Check every line below for the string "logo". Copy the ones that have it.
===
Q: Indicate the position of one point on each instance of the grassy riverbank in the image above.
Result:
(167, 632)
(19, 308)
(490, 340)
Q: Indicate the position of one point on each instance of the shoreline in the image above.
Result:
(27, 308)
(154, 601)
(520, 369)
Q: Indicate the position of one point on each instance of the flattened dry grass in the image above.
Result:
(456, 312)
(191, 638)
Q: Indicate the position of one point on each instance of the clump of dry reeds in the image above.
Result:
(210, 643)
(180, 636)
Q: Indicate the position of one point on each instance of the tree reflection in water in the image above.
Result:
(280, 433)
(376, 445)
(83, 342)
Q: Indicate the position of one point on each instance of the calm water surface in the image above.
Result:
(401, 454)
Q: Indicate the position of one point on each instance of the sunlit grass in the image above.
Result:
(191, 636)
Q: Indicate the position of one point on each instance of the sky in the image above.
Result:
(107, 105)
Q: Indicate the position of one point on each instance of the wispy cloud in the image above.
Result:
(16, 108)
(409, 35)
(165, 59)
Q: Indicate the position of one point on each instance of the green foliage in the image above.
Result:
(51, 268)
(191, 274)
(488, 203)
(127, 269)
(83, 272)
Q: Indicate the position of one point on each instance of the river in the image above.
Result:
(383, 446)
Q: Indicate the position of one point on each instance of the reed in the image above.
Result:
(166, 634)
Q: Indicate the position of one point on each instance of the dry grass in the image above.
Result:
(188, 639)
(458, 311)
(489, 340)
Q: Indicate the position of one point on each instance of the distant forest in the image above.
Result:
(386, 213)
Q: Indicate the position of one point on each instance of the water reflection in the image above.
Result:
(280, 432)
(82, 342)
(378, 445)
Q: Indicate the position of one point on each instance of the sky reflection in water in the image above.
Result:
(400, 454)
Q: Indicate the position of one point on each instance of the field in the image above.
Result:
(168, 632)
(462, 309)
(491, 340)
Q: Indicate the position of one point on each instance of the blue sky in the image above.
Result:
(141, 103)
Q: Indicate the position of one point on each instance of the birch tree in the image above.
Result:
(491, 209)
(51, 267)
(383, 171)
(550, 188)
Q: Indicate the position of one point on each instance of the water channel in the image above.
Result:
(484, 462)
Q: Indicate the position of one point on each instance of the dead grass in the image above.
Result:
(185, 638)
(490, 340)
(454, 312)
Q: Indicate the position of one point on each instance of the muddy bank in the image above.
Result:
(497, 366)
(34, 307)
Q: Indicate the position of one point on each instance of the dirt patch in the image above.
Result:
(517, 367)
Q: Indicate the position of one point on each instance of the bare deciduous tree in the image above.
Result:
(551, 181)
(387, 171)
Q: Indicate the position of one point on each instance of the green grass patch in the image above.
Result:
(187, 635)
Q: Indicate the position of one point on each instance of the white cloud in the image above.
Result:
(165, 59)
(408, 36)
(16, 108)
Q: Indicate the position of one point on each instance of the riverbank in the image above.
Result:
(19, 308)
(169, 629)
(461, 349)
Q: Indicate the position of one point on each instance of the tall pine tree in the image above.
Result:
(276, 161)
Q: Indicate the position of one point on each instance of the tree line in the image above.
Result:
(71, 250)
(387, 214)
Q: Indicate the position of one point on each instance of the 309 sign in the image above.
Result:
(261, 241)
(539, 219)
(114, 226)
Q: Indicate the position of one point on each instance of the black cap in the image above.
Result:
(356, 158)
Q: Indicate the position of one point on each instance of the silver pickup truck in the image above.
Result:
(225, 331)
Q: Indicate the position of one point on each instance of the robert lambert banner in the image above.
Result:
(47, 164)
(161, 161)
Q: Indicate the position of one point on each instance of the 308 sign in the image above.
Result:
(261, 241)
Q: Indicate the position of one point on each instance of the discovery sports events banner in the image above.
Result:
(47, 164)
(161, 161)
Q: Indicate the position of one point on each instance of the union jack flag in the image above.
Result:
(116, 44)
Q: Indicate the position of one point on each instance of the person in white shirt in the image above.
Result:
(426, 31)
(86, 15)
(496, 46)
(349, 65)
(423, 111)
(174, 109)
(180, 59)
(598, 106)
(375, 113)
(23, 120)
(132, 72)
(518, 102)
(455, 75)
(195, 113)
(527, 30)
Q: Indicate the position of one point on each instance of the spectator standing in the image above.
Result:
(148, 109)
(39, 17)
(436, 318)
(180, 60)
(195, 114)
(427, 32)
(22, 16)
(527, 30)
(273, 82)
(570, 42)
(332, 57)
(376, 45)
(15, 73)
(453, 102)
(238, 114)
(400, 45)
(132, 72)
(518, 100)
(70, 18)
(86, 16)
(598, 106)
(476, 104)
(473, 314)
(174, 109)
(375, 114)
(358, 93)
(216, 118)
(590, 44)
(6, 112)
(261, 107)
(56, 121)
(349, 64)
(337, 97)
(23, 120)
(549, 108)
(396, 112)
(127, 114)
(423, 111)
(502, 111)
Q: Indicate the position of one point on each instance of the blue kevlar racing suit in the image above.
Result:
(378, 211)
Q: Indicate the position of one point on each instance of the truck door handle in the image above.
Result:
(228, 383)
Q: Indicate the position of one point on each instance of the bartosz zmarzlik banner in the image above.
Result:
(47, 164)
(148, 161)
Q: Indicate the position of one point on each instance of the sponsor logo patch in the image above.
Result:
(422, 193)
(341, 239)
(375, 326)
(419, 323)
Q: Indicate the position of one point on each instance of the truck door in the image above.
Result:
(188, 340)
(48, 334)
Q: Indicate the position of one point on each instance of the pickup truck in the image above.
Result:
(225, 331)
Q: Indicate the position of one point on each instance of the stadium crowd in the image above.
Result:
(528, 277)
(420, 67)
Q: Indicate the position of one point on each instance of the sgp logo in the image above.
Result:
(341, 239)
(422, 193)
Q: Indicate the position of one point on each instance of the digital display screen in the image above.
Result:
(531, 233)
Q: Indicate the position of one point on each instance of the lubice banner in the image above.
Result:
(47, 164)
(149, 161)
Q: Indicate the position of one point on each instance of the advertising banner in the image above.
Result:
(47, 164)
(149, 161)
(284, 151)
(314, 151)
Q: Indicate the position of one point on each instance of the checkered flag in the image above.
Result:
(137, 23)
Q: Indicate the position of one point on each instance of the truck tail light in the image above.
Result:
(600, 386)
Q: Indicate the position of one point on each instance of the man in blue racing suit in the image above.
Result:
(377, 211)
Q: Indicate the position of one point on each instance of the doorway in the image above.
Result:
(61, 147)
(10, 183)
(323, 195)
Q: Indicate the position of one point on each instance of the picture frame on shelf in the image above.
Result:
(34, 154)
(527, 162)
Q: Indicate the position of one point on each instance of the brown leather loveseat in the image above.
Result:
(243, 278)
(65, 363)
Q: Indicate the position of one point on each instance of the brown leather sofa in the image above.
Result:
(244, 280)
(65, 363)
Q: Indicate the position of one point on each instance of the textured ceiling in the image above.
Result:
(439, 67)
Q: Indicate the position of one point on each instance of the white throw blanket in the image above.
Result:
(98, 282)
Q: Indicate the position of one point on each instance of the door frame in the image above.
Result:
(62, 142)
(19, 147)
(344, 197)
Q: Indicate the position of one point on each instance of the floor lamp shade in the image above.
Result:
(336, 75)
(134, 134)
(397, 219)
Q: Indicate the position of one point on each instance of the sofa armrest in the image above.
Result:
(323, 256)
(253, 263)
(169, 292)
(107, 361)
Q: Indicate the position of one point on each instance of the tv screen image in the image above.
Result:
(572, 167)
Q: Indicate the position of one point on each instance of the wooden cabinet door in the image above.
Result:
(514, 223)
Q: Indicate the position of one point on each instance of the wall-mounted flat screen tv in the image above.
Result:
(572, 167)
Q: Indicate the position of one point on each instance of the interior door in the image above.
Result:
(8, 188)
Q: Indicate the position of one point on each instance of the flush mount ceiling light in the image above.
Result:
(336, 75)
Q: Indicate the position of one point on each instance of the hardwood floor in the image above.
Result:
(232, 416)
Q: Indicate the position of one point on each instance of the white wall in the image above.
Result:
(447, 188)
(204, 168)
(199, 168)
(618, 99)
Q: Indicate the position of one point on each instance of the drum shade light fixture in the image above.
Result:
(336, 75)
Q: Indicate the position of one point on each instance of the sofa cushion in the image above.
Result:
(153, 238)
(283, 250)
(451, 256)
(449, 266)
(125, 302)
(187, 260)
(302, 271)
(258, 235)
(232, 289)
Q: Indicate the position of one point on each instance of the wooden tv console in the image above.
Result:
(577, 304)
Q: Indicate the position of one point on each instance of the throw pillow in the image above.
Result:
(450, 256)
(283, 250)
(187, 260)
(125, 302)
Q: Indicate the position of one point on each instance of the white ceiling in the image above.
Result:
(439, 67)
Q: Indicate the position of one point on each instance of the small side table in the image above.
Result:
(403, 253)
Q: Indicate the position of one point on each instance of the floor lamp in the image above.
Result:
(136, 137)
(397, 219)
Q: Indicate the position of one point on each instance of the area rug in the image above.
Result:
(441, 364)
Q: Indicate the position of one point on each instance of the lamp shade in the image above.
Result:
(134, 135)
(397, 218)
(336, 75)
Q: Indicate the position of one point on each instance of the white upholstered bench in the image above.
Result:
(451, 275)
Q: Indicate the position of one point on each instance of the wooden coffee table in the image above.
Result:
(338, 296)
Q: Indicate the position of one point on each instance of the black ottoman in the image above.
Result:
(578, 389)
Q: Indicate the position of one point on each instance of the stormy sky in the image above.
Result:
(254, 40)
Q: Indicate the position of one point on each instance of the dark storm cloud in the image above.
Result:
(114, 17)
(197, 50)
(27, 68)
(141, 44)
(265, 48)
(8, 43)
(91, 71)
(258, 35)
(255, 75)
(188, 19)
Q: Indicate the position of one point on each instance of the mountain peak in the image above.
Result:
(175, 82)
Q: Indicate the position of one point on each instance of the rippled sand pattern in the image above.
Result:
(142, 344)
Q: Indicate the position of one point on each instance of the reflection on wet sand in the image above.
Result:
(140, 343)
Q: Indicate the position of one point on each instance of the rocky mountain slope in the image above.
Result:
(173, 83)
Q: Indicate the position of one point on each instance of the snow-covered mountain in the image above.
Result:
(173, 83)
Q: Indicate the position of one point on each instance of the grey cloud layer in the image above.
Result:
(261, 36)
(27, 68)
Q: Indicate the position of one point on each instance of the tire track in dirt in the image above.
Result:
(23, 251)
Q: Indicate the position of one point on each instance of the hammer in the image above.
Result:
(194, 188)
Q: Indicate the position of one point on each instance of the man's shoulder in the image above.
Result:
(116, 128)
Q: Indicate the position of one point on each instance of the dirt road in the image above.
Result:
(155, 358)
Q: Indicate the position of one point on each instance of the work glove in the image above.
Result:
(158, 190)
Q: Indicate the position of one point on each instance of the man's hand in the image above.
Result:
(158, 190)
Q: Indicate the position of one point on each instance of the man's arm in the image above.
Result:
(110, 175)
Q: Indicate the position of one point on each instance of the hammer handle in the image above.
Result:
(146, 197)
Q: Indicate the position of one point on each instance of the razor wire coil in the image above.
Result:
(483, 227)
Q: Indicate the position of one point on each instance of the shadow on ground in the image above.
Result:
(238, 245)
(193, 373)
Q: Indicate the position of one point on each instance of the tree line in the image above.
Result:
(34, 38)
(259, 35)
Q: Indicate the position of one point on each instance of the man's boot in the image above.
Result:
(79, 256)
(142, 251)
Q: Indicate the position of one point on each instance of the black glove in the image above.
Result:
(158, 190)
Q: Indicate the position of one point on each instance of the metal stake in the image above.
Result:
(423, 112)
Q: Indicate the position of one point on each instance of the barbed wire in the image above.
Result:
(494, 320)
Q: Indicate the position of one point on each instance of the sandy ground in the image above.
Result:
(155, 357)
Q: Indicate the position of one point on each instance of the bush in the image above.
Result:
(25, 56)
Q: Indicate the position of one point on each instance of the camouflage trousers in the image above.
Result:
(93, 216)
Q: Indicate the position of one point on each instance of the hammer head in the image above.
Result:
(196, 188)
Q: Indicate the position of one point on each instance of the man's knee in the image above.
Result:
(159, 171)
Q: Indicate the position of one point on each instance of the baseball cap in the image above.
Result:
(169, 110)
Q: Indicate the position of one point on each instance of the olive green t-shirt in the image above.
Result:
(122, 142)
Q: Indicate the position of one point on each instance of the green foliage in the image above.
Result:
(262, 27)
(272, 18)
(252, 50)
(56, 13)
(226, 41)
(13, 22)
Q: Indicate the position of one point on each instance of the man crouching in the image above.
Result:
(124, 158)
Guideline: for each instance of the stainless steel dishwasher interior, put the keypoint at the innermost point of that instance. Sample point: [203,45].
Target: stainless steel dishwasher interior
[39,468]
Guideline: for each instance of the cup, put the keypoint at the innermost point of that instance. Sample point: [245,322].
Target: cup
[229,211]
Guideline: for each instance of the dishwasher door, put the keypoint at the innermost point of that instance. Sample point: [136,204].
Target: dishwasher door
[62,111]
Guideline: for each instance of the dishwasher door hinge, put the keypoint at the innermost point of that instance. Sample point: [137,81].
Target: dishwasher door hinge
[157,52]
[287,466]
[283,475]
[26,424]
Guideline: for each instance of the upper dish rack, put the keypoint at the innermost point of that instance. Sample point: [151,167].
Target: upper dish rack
===
Solution –
Q: Indicate the position of one point on each instance of the sponsor logo patch in the image above.
Q: Indicate the position of one point on each instance of the sgp logo in the image above.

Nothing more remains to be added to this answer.